Work instructions: Starting at the line with "Category: red shirt" in it, reproduce each line below through the last one, exactly, and include nothing else.

━━━ Rows ━━━

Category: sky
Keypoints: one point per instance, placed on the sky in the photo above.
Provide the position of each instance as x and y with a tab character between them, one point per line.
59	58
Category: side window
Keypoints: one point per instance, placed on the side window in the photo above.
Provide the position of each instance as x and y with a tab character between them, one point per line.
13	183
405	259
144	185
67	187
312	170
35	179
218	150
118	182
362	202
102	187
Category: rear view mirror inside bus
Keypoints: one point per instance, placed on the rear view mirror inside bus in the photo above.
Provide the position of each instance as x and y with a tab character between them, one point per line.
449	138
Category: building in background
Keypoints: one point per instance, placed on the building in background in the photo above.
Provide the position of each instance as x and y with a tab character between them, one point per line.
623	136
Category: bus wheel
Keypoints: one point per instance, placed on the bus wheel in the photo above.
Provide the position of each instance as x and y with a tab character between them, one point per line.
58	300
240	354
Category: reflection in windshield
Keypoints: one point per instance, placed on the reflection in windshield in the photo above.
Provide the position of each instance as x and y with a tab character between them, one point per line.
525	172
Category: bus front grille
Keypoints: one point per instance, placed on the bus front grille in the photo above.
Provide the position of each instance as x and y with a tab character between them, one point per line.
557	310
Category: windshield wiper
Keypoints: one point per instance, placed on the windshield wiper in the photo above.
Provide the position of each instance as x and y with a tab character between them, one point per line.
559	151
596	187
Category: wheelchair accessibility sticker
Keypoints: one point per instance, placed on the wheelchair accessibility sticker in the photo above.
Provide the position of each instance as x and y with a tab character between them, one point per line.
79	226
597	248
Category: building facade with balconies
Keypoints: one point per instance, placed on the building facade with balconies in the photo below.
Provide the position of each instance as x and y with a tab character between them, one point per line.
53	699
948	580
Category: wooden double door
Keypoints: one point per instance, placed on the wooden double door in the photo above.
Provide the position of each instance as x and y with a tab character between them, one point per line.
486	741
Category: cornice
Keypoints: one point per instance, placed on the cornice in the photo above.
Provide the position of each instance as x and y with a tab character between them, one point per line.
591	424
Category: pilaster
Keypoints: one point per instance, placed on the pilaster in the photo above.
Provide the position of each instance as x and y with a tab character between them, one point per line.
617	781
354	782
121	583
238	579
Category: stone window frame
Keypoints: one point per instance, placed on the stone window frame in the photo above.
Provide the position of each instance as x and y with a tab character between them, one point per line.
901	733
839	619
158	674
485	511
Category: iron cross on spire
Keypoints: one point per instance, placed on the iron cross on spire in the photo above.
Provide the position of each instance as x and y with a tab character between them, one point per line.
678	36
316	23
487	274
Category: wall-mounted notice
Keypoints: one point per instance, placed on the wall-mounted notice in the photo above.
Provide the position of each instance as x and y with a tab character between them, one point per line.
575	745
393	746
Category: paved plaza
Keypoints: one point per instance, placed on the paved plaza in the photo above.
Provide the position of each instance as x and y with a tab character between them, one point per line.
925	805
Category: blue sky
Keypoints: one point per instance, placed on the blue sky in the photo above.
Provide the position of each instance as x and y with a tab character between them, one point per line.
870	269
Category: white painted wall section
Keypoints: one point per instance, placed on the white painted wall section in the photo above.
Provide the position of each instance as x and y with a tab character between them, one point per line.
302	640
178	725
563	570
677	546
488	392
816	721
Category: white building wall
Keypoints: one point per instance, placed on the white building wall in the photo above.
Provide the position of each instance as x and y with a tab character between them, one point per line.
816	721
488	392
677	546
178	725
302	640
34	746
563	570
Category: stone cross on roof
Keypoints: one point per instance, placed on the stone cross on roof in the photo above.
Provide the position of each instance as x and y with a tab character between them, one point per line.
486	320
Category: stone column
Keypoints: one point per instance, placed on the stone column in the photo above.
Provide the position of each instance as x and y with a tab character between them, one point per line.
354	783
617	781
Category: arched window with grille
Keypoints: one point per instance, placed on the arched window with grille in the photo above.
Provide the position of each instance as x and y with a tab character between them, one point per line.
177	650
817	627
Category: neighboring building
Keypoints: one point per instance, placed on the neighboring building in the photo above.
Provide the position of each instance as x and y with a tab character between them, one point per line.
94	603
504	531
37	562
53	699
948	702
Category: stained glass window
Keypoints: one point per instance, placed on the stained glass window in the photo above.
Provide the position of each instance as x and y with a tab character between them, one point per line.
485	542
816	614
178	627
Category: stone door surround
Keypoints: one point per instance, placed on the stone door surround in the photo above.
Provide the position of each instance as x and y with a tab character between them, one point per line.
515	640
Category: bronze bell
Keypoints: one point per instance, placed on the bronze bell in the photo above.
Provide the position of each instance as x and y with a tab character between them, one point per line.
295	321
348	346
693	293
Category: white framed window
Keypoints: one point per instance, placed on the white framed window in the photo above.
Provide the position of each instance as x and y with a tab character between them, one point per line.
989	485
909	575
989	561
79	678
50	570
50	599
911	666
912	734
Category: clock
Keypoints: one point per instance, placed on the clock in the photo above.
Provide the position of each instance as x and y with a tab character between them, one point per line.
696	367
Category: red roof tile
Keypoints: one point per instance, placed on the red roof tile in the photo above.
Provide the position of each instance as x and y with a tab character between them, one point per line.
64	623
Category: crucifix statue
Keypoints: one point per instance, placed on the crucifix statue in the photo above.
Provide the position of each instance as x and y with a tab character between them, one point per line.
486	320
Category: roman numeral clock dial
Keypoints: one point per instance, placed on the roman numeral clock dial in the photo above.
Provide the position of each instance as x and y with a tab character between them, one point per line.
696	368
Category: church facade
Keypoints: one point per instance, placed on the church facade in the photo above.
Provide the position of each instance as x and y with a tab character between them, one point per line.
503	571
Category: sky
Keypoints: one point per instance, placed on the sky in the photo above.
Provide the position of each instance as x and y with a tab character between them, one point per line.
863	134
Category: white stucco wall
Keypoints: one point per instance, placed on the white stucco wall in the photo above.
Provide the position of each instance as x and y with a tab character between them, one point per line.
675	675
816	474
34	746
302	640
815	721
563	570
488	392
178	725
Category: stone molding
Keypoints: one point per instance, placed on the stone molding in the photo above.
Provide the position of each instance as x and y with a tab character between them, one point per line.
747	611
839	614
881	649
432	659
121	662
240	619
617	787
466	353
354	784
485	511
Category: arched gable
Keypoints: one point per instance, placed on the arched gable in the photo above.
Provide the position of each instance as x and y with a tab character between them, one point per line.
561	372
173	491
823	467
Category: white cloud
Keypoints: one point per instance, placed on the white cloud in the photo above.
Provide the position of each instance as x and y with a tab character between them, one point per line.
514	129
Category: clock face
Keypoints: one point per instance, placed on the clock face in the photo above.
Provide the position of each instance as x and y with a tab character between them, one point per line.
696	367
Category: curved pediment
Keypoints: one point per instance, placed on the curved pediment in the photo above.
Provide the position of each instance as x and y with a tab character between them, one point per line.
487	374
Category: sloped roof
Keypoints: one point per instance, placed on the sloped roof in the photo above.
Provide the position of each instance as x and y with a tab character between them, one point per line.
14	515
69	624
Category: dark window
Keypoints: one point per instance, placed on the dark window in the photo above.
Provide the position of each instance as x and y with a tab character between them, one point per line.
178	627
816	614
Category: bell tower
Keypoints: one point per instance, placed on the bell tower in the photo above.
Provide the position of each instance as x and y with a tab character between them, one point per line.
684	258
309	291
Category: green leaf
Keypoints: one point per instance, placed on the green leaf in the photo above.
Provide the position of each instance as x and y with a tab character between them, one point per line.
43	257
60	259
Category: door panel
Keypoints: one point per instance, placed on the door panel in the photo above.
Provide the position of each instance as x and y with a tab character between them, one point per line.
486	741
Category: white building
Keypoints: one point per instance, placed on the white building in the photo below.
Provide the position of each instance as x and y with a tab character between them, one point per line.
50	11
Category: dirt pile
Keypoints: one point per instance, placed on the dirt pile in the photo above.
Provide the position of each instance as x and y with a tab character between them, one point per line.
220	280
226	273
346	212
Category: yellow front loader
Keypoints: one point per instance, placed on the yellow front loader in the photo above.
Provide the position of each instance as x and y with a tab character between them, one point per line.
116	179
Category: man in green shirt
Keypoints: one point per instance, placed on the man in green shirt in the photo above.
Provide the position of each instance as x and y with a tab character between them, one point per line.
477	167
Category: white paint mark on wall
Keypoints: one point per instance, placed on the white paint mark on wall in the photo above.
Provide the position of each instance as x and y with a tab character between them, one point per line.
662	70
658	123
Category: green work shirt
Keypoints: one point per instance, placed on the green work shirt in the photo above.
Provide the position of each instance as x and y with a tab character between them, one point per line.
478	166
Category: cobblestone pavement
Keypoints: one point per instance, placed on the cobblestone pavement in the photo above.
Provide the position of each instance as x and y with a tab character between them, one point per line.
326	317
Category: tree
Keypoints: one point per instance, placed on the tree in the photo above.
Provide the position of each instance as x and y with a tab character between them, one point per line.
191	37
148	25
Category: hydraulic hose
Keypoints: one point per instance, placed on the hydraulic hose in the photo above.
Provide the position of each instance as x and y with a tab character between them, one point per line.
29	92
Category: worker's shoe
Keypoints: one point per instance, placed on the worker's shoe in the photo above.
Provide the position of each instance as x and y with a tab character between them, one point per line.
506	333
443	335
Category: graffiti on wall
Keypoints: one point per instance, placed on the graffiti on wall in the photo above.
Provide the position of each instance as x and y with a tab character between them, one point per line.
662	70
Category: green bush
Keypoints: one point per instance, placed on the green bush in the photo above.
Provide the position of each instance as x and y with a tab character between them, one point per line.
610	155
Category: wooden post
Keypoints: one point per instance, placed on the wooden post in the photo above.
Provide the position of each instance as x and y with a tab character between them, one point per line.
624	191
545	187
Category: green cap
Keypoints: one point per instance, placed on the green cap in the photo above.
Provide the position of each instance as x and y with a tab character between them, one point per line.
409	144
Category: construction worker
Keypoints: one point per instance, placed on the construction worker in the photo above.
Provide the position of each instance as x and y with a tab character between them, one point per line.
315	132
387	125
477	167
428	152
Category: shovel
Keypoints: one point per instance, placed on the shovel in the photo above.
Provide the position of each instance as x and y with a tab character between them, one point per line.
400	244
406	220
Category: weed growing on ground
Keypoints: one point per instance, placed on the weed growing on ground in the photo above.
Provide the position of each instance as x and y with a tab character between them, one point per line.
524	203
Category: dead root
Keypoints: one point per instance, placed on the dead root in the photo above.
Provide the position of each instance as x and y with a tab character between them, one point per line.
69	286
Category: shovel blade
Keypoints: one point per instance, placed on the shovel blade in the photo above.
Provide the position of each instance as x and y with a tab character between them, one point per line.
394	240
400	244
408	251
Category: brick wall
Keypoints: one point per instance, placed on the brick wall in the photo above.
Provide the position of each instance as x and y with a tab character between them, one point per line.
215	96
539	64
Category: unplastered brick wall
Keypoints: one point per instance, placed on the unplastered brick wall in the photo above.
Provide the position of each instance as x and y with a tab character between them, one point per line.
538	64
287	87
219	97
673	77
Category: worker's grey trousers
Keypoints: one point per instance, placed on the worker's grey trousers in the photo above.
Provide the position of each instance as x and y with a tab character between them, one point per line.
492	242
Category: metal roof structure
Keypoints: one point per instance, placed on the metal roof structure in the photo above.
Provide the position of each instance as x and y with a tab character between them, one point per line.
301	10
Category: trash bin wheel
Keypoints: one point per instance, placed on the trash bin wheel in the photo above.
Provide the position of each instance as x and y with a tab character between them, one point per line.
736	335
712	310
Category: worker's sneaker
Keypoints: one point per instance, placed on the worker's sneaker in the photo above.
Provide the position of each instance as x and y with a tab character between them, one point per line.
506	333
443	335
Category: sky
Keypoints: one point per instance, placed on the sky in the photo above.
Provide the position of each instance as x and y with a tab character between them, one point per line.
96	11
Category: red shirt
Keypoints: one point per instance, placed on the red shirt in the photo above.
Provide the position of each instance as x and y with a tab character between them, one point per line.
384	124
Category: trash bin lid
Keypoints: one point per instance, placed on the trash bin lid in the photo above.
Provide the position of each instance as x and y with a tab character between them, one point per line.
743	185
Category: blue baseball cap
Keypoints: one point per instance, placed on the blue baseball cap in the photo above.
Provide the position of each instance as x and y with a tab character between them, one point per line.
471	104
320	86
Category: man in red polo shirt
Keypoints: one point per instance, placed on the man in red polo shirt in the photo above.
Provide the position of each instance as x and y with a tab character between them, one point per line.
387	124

━━━

Reply:
Category: red shirt
Keypoints: one point per instance, placed on the red shirt in the photo above.
Provide the position of each instance as x and y with a tab character between them, one point per line.
384	124
Category: trash bin lid
Keypoints: one point per instance, placed on the trash bin lid in the photo above.
Provide the position of each instance as x and y with a tab character between them, one point per line.
743	185
Category: blue baseball cap
Keypoints: one point per instance, placed on the blue baseball cap in the photo above.
Provide the position of each instance as x and y with a tab character between them, one point per line.
471	104
320	86
Category: man in red polo shirt
Keypoints: one point per instance, placed on the man in red polo shirt in the photo above.
Provide the position of each instance as x and y with a tab character between them, one point per line.
387	124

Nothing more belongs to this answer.